— BEGIN Information given —

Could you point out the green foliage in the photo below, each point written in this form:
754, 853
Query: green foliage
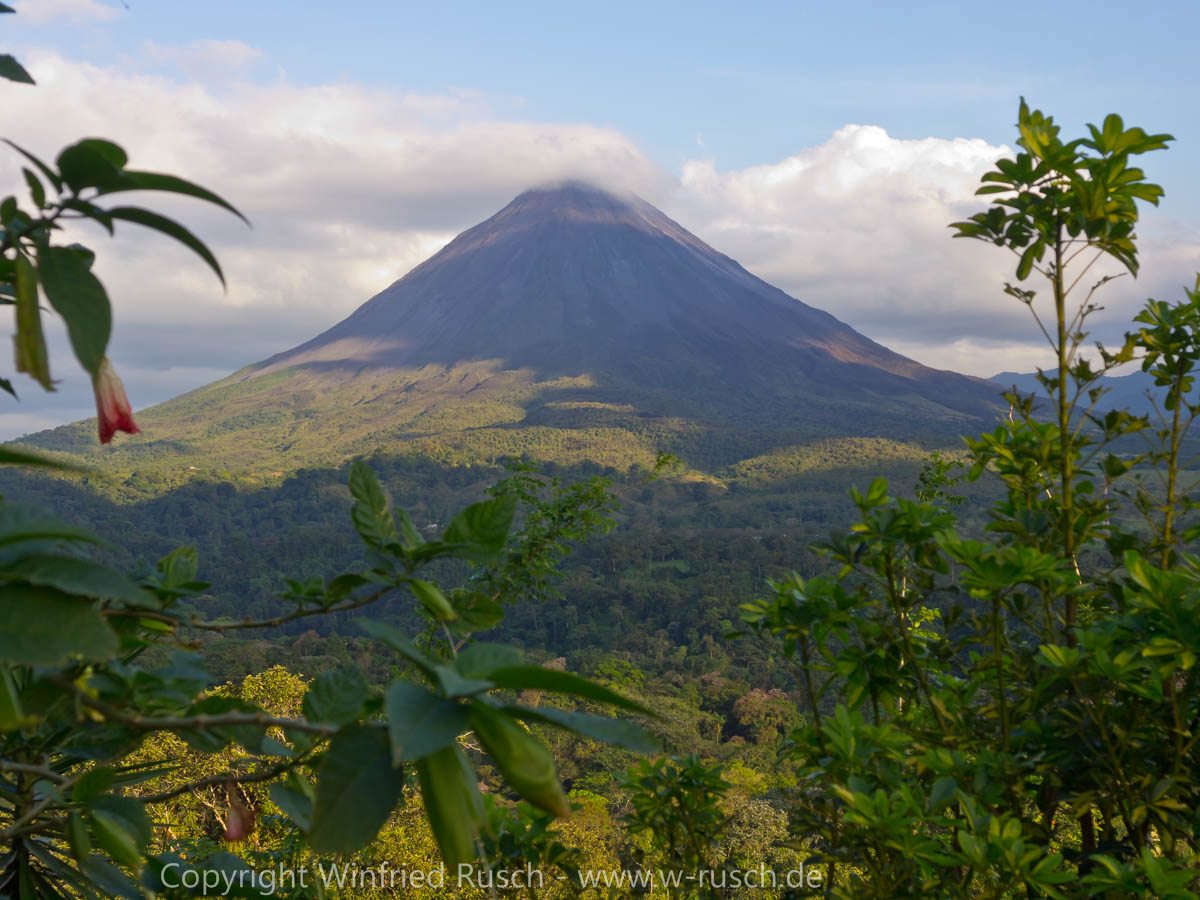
676, 802
1014, 713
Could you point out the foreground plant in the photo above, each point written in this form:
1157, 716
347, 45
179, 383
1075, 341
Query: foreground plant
79, 697
1017, 713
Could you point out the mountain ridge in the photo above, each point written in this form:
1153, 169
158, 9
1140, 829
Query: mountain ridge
571, 322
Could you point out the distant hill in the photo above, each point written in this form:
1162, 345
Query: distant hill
1126, 391
573, 325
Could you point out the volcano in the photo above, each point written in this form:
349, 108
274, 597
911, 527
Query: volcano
573, 324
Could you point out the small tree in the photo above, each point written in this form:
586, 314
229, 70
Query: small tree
1019, 708
78, 700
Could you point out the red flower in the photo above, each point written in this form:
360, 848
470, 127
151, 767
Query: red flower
112, 405
239, 817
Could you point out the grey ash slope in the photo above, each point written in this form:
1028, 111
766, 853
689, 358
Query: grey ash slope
571, 279
573, 325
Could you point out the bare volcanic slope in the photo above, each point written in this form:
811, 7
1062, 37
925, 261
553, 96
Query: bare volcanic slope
573, 324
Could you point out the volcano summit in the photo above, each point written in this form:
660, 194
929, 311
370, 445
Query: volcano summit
574, 324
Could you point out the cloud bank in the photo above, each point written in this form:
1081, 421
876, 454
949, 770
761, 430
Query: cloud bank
349, 186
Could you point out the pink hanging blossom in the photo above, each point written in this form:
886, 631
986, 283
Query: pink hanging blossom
112, 406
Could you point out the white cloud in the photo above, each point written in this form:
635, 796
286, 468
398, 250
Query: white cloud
205, 59
349, 186
75, 12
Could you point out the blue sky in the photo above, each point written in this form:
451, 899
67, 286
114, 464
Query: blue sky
750, 81
403, 124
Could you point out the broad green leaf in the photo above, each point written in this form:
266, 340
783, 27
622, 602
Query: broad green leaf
525, 761
479, 532
171, 184
357, 790
397, 641
942, 792
81, 577
455, 685
13, 71
112, 881
30, 343
78, 297
295, 804
51, 174
371, 513
93, 162
120, 826
42, 627
453, 804
419, 721
171, 228
433, 600
22, 523
522, 678
617, 732
336, 696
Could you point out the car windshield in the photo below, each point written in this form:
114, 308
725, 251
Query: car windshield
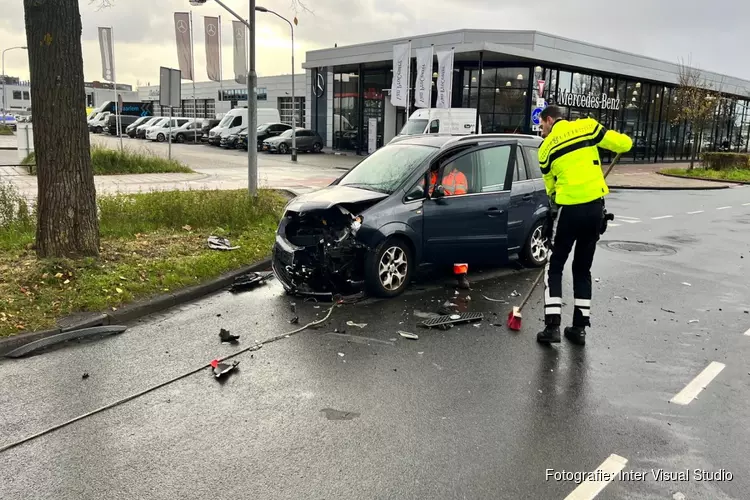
414, 127
386, 168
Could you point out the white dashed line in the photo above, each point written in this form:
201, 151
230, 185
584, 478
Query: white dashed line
606, 472
698, 384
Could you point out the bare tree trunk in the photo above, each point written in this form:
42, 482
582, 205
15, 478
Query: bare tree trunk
67, 224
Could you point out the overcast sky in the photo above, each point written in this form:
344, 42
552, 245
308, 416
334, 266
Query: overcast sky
714, 34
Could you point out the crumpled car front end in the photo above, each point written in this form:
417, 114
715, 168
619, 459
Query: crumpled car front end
317, 252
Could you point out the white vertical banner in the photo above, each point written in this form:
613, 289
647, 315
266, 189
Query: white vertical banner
445, 79
400, 84
423, 85
106, 47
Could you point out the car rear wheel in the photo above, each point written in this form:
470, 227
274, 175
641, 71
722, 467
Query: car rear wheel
536, 251
389, 268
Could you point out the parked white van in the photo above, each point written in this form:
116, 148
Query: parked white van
235, 120
457, 121
160, 130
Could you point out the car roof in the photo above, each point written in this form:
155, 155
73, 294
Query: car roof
447, 140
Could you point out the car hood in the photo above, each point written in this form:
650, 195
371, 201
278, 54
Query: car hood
330, 196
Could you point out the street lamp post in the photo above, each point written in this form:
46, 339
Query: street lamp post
252, 101
294, 100
5, 110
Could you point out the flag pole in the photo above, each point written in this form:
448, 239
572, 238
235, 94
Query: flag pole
221, 69
192, 69
118, 127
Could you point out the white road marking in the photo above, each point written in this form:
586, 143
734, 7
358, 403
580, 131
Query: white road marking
588, 490
699, 383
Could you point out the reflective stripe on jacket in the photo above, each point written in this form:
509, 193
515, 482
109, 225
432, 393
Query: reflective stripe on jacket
455, 183
570, 162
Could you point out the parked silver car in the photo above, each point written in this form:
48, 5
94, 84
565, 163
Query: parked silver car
307, 140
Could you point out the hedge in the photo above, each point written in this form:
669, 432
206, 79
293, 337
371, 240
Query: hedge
726, 161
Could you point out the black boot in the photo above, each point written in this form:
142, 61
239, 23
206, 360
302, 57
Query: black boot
463, 282
550, 334
576, 334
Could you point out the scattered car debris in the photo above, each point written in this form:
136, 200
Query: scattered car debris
425, 315
358, 325
217, 243
249, 281
408, 335
221, 369
502, 301
453, 319
226, 337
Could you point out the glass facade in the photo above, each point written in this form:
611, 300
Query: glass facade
504, 95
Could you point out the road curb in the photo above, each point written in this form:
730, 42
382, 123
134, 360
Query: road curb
741, 183
135, 310
669, 188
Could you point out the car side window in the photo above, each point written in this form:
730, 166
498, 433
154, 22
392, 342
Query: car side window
492, 165
520, 173
533, 155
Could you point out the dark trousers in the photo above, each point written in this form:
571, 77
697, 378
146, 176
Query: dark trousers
579, 225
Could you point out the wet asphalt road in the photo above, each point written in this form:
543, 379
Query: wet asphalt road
473, 412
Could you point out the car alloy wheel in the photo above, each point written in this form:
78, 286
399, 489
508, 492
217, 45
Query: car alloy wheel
393, 268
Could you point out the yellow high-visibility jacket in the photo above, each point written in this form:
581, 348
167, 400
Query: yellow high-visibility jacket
570, 160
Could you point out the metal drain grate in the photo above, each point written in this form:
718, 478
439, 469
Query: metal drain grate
452, 320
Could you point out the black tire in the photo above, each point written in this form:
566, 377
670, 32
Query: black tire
394, 246
530, 255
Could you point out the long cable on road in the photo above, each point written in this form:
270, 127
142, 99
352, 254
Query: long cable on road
253, 347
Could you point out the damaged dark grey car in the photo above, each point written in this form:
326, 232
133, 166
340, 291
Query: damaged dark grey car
377, 225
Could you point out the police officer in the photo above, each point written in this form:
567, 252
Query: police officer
570, 162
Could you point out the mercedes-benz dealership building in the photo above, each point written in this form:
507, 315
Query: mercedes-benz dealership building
498, 73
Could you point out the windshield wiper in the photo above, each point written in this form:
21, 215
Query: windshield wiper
368, 187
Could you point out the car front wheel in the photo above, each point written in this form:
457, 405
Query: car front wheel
389, 268
536, 250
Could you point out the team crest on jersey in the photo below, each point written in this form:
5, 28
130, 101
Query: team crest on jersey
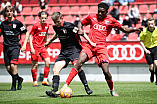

— END Information given —

[Do this]:
Can you gather every line of the material above that contains the word "bare"? Copy each line in full, and treat uppercase and lowercase letters as different.

[Full output]:
Could you point out the bare volcanic slope in the photo above, each point written in this form:
Query: bare volcanic slope
Could you point out the bare tree trunk in the photo above, each point written in this form:
Query: bare tree trunk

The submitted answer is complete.